WHAT YOU HAVE TO DO —
Word for word, set down the listing that appears after this line.

RECORD EXTRACTS —
------------------------
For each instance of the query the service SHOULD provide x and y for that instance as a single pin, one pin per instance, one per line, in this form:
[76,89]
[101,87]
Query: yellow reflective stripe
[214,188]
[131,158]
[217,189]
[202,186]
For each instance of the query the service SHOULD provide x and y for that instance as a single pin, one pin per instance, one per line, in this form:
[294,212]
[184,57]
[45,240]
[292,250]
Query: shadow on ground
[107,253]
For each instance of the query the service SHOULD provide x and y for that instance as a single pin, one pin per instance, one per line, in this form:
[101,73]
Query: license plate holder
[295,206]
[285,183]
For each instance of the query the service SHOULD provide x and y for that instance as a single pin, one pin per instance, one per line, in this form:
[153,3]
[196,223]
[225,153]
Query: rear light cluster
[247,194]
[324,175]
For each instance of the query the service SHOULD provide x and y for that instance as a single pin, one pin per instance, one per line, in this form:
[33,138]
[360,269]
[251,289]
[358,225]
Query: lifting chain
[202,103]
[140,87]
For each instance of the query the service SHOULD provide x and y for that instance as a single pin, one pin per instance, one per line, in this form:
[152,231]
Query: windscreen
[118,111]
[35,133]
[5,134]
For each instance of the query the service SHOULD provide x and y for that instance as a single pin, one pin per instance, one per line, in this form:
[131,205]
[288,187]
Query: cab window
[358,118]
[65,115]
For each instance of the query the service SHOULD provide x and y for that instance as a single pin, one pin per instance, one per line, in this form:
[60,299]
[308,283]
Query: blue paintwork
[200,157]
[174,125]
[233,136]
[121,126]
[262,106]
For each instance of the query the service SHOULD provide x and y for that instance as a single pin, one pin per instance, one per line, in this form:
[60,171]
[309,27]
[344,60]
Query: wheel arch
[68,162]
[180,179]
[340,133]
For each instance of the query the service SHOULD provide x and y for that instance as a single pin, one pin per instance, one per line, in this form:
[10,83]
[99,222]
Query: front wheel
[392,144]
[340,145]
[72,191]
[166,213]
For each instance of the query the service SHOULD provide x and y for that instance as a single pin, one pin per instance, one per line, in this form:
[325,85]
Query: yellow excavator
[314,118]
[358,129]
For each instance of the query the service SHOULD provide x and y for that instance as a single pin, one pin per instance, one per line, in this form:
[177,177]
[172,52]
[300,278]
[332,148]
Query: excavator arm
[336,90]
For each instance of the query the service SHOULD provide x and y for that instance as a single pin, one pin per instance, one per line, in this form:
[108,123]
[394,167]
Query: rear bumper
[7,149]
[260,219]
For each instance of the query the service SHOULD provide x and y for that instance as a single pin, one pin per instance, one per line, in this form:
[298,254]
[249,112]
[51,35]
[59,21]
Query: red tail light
------------------------
OUTPUT FOR THIS EXERCISE —
For each instance of the query the service SHOULD provide x and y for that instance as a single pin, one pin per instance, one per line, in this form:
[76,89]
[101,87]
Query: yellow reflective stripe
[214,188]
[131,158]
[217,189]
[202,186]
For each instance of the query the service SHOULD provide x and y for that instance as a single pin, one pin per instance, one per line, in this form:
[294,212]
[184,57]
[45,240]
[292,250]
Query: shadow on ground
[107,253]
For each instance of the query the service SHOULD provide x and y for that instance as a single pin, one pin per instance, one per line, in this form:
[101,73]
Query: license plate holder
[295,206]
[285,183]
For each instance of the query the service SHOULD provide x and y for that instance as a single pin, one pin per instance, one per line, in this form:
[153,3]
[196,223]
[225,153]
Query: rear light cluster
[247,194]
[324,175]
For each instance of the query the service SHOULD provide x and y for that instance as a single pin, one pin per instance, one per line, in this form:
[33,138]
[360,269]
[251,289]
[358,225]
Query: lifting chain
[202,103]
[140,87]
For each instance of the query the service SHOULD provide x and y for that instance as a single pin, one pin per instance, one per line, in this form:
[152,231]
Query: windscreen
[118,111]
[35,133]
[5,134]
For each instance of the query the service SHOULD provide x and y for that instance as a single pin, one pin per instance, one per line, in this form:
[131,205]
[288,187]
Query: cab window
[358,118]
[65,115]
For each instance of the query the service SHOULD provide x and y for that instance as a single pin, one pin per instance, one per line, in this form:
[60,299]
[308,283]
Query: blue paintwork
[200,157]
[174,125]
[233,136]
[121,126]
[262,106]
For each instance of the query the service SHOULD provide x and y for that instance as a single pin, one pin per instance, one per line, in this form:
[60,171]
[309,27]
[344,60]
Query: wheel arch
[68,162]
[180,179]
[340,133]
For each instance of the query the service SHOULD provide x and y for that instance as a single pin, one pin per instance, one per line, in this form:
[10,83]
[99,222]
Query: front wheel
[392,144]
[340,145]
[72,191]
[166,213]
For each instance of the query the service SHOULD provide x and y for that instance as a single pin, one pin per instance, one per line, in this form:
[325,85]
Query: yellow excavator
[314,118]
[358,129]
For each instance of the query the service SHOULD provide x and y for that instance as a single pin, one pin per instance, one per line, in this form:
[177,177]
[172,52]
[300,278]
[332,148]
Query: excavator arm
[336,90]
For each instance of the query the service SHOULD provide x and y for that instance as a single pin, one pin per instance, one per line, in this form:
[108,123]
[394,167]
Query: rear bumper
[7,149]
[260,219]
For each instance of the query the service SHOULD provide x and y for that instance as a single pin, one pin per instance, one per line, in this form:
[298,254]
[249,112]
[51,35]
[59,21]
Query: red tail light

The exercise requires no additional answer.